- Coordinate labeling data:

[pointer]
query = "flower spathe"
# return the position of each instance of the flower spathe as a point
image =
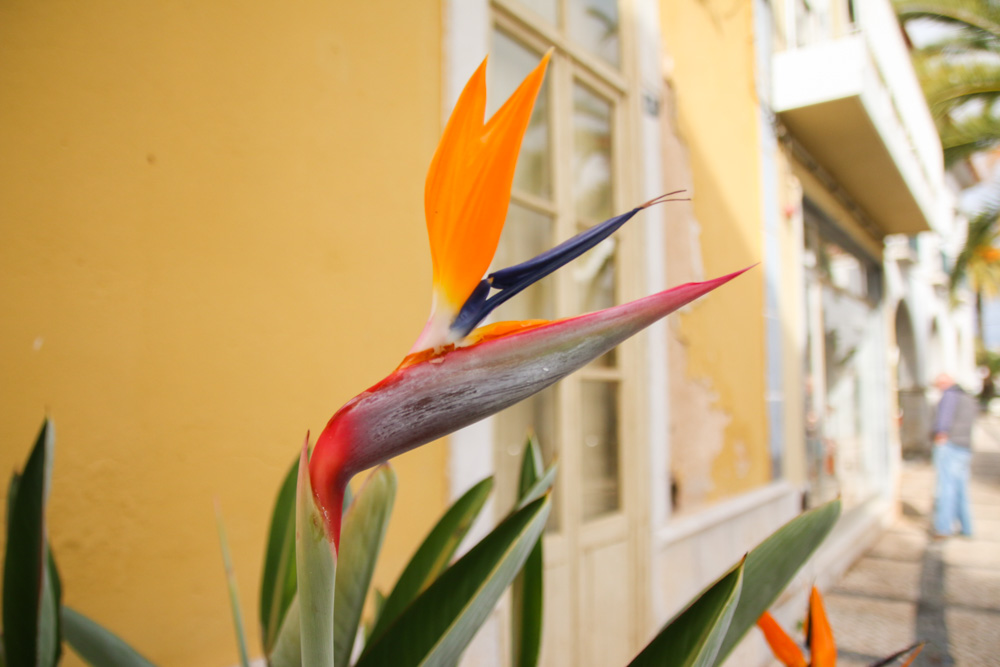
(455, 373)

- Description of the task: Write out every line of the rows above, requests included, scaling each coordinate in the answers by 2.1 and rounding to the nearest whole number, with halves rounded up. Omit the pictures.

- Expected answer:
[pointer]
query = "flower spathe"
# return the position of each instance of the flower spathe as a point
image =
(956, 783)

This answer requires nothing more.